▸ **Recorded data**:
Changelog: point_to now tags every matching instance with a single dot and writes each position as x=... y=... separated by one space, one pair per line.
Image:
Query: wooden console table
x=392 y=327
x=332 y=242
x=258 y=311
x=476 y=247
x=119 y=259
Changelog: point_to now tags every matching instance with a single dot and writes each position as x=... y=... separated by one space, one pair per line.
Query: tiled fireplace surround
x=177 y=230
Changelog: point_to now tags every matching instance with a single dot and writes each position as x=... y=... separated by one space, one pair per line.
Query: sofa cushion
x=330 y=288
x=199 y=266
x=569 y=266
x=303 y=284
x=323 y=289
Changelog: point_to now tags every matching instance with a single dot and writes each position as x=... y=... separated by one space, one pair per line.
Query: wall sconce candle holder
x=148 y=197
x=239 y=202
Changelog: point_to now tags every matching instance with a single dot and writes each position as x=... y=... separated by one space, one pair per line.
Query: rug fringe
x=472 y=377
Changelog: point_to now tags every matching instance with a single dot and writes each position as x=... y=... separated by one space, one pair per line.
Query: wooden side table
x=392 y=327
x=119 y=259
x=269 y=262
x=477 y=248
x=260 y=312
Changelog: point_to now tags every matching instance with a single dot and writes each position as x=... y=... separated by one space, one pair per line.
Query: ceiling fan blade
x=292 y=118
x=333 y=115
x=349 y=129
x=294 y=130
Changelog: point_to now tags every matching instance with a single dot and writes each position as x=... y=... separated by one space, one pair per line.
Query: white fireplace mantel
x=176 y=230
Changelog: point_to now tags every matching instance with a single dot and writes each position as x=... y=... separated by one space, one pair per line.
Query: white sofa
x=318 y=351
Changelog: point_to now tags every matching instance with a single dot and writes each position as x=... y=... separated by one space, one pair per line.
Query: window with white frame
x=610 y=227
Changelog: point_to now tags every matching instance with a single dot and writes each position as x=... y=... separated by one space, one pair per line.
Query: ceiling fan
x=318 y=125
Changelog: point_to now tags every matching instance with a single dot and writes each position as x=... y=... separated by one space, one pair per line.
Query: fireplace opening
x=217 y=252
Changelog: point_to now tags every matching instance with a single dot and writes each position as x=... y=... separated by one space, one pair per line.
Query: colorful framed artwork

▸ **Activity**:
Reply with the complete data above, every character as it stands.

▸ **Written answer**:
Changelog: point_to now tags every matching instance with a single dot and writes each position as x=... y=... separated by one space, one pair per line.
Image:
Query: wooden console table
x=392 y=327
x=332 y=242
x=258 y=311
x=476 y=247
x=119 y=259
Changelog: point_to now tags every matching instance with a single dot and writes each position as x=... y=... separated by one space, one pair per line.
Query: tiled fireplace surround
x=177 y=230
Changelog: point_to now tags every matching instance with a single dot and writes each position as x=... y=... separated by one space, one pair per line.
Query: sofa cushion
x=330 y=288
x=199 y=266
x=569 y=266
x=303 y=284
x=323 y=289
Changelog: point_to now tags every matching instance with a single dot and writes each position as x=... y=... separated by one space, one pair per line.
Query: wall sconce candle holder
x=148 y=197
x=239 y=202
Changelog: point_to now tags every matching instance with a single dot and writes each position as x=... y=... separated by one space, one pair per line.
Query: rug fringe
x=472 y=377
Changelog: point_to now tags every matching instance with a single dot and writes each position as x=... y=... separated by one space, one pair per line.
Query: wooden side table
x=392 y=327
x=119 y=259
x=269 y=262
x=477 y=248
x=260 y=312
Changelog: point_to now tags every matching instance with a single dot and writes each position as x=... y=... separated by one space, one pair per line.
Query: ceiling fan blade
x=292 y=118
x=333 y=115
x=349 y=129
x=294 y=130
Changelog: point_to now tags every matching instance with a single dot and writes each position as x=... y=... separated by one space, one pair per line.
Query: white fireplace mantel
x=176 y=230
Changelog: point_to now tags every matching instance with a single dot and writes each position as x=... y=... separated by one space, one pair per line.
Query: white sofa
x=318 y=351
Changelog: point_to now tags every matching instance with a single dot and writes each position as x=... y=... separated by one space, one pair per line.
Query: window with white frame
x=610 y=227
Changelog: point_to now tags every matching instance with a single dot and writes each position as x=... y=... separated by one space, one pair per line.
Query: ceiling fan
x=318 y=125
Changelog: point_to now tags every matching instance with a single dot and writes each position as x=... y=... separated by one space, one pair per line.
Query: fireplace opening
x=217 y=252
Changelog: point_to now tags every matching instance with a single dot and writes each position as x=... y=... separated by one space, one pair per line.
Query: colorful framed artwork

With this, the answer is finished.